(OBJECTIVE): Rewrite the material below with every occurrence of "pin" changed to "marker" and everything else kept the same. Omit the pictures from your answer.

####################

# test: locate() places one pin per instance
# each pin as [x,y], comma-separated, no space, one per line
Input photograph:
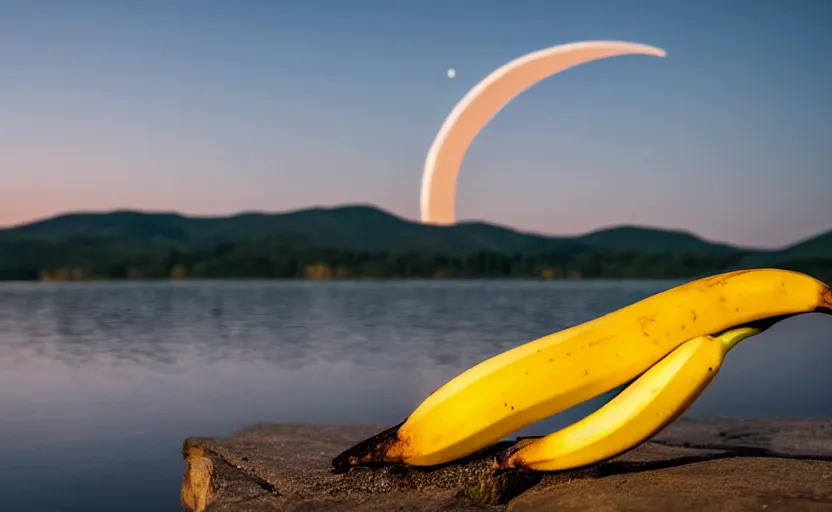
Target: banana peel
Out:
[667,348]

####################

(EXERCISE OUTPUT):
# test: locate() places one marker per instance
# each marker as [x,y], comma-separated, no space, one per line
Input photograph:
Target: banana peel
Out:
[667,348]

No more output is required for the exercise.